> Okuma parçası:
§ §

'Yaşarken de öldürmenin yolları var'

'Yaşarken de öldürmenin yolları var'

Pınar Öğünç

(Radikal, 11 Mayıs 2012)

Sakalı pamuk beyazı 85’lik bir dede televizyonda. Ertesi gün de kamuflajlı komando üniforması giydirilmiş el kadar torunuyla fotoğrafları basılacak gazetelere. Bulgaristan göçmeni; Türkiye’de askerlik yapamadığı için vicdanen rahatsızmış. Bir günlüğüne razıymış, “Tamam” demişler. Aynı gün yeni Askerlik Kanunu konuşuluyor. 15 yıllık mecburi hizmete karşı istifa hakkı için örgütlenip AİHM’ye başvuran subaylar için bir parmak bal, sürenin 10 yıla düşürülmesi olmuş. Yakınlarda ‘pes diyerek’ ses yükselten astsubayların özlük haklarında birtakım rötuşlar...

Bir de vicdanen zorunlu askerliği reddedenler var. Televizyonların en pahalı saatlerinde vicdani reddin masaya yatırıldığı fantastik bir dönem olmuştu, hatırlarsınız. Uluslararası hukukun vicdani ret hakkının tanınması için bir sonraki baskısına kadar dolapta şimdi konu, tık yok. Er ya da geç bir düzenleme yapılmak zorunda kalınacak. Ama ne acı ki 90’lardan beri hayatlarını bu kararlarıyla altüst edenlerin, bedenleriyle, tüm benlikleriyle ağır neticelerini çekenlerin, ‘Kardeş kanı dökme’, ‘Militarizm öldürür’ ya da ‘Vatanı sevmenin başka yolları var’ derken kastettikleri anlaşıldığından olmayacak bu.

§ §

Bölütleme etiketleme kayıtları

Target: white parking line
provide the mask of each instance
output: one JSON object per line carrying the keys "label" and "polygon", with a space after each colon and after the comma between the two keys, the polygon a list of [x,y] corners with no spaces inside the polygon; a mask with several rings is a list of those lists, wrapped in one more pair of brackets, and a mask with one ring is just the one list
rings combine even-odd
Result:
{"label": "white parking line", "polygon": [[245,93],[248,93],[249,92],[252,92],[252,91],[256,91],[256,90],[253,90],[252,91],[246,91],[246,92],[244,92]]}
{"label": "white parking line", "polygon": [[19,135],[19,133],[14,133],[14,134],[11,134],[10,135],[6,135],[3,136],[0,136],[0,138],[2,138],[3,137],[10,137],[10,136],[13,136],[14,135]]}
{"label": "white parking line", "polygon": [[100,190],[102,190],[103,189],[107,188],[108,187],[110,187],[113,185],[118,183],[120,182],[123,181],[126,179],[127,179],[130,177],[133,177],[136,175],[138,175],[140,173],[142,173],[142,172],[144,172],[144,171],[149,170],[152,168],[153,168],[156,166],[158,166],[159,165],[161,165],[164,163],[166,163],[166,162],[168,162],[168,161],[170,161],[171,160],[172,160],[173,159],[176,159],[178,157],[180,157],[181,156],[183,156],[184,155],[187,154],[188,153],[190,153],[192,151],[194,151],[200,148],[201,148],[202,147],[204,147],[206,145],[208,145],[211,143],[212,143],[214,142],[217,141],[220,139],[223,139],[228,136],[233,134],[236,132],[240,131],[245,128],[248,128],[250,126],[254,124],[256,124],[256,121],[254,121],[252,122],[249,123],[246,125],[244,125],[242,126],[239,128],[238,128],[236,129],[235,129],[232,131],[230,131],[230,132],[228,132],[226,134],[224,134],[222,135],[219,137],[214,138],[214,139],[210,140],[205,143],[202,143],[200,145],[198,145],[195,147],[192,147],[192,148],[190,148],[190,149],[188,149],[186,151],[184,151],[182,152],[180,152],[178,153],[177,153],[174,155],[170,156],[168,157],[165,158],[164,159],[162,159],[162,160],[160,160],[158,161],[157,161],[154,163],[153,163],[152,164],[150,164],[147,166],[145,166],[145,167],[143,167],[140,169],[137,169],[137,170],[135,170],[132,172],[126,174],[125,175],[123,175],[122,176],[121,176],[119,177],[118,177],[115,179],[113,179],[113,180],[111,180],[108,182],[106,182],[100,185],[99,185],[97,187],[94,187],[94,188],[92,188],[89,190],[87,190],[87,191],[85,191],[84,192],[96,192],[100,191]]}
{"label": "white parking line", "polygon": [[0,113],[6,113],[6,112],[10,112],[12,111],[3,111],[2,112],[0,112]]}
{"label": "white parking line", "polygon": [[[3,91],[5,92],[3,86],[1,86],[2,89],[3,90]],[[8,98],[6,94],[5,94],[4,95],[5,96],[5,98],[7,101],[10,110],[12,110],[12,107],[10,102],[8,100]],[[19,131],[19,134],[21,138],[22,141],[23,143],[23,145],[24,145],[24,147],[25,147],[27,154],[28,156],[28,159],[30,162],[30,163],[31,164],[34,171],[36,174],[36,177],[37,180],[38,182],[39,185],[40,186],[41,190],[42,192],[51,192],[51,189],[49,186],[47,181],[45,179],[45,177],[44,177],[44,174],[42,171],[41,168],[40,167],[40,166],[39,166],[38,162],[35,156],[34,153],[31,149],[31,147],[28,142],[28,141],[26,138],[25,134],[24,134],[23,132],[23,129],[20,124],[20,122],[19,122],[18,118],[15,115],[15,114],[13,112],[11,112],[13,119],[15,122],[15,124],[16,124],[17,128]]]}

§ §

> Görevin istediği: Askerlik ve vicdani ret üzerine yazıyı son cümlesinin ardından sürdürün.

> Yazılı yanıt:
 

Hangisi kolay gerçekten?

 

Vicdani ret konuşulurken en ağırıma gideni, birilerinin bunu kolayı seçmek olduğuna inanması. “Iı ıh, ben askere gitmeyeceğim” deyip güllük gülistanlık hayatlarına dönüyorlar değil mi? Üniforma giymemek, elini silaha sürmemek, sadece inandığını yapabilmek için bir vicdani retçinin neler yaşadığını hiç düşündünüz mü?

‘Uzun dönem’ denilen de bir gün bitiyor ama reddin sonu yok. Sivil olarak askeri mahkemede, üstelik defalarca yargılanmanız, askeri cezaevlerinde akla gelmeyecek türde işkence görebilmenizdir bu kararın karşılığı. Defalarca firar etmek zorunda bırakılmak, defalarca yakalanmaktır. Yakalanacağım diye ana caddelerde dolaşmamak, ‘Yanımda kavga çıkar’ diye kalabalığa karışmamaktır. Kimliksiz yaşamak, misal evin kira kontratına sahip olamamaktır.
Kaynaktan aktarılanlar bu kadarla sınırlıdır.